_WHAT IS EXPECTED_
After finding the line with "Target: finger" in the data below, set down exactly each line through the one with "point(205, 192)", inclusive, and stop there.

(Saved data entries)
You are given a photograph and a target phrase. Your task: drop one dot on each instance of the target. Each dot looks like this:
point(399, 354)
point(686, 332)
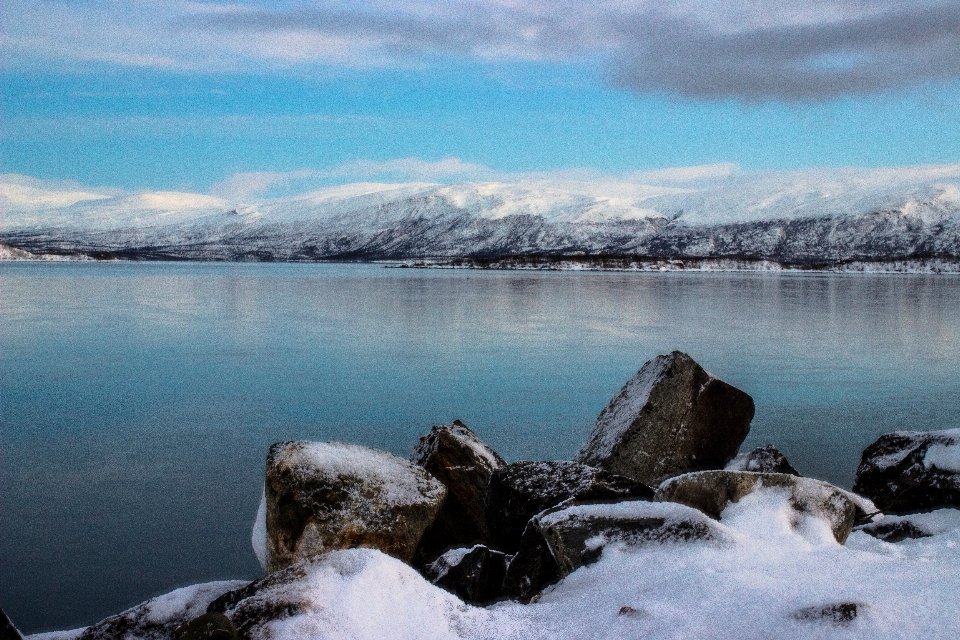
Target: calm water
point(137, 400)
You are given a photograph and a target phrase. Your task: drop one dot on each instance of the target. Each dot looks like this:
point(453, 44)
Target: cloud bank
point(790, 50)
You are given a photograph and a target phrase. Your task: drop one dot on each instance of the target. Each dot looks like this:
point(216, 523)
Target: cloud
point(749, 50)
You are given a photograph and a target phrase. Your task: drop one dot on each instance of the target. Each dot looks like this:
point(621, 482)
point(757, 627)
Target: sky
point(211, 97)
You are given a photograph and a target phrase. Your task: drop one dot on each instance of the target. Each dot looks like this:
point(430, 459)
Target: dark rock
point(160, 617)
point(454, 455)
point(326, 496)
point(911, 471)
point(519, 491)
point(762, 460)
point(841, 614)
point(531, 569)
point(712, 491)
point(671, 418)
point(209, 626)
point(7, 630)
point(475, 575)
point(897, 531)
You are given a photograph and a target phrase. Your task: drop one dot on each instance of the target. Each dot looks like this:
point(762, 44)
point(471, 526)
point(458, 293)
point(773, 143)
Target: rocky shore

---

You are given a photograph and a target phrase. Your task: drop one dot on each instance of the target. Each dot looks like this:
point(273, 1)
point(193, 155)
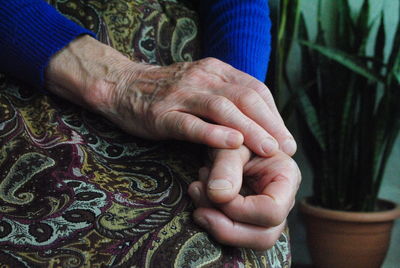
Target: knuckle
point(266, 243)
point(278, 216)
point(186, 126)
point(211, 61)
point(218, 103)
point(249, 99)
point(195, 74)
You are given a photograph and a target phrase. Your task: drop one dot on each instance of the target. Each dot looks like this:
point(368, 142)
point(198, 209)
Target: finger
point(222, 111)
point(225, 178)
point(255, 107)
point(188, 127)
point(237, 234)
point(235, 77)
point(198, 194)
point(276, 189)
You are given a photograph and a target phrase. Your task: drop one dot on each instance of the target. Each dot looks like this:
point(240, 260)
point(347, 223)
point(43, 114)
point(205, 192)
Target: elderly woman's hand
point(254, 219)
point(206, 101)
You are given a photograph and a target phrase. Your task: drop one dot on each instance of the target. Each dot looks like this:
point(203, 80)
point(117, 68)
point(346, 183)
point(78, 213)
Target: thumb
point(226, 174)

_EXERCISE RESPONSE_
Target: finger
point(222, 111)
point(225, 178)
point(255, 107)
point(188, 127)
point(237, 234)
point(235, 77)
point(198, 194)
point(276, 189)
You are given a photograph and a target phrase. Your task: drop one dot on each instance of the target. Each dot looks like this:
point(240, 260)
point(347, 223)
point(43, 114)
point(205, 192)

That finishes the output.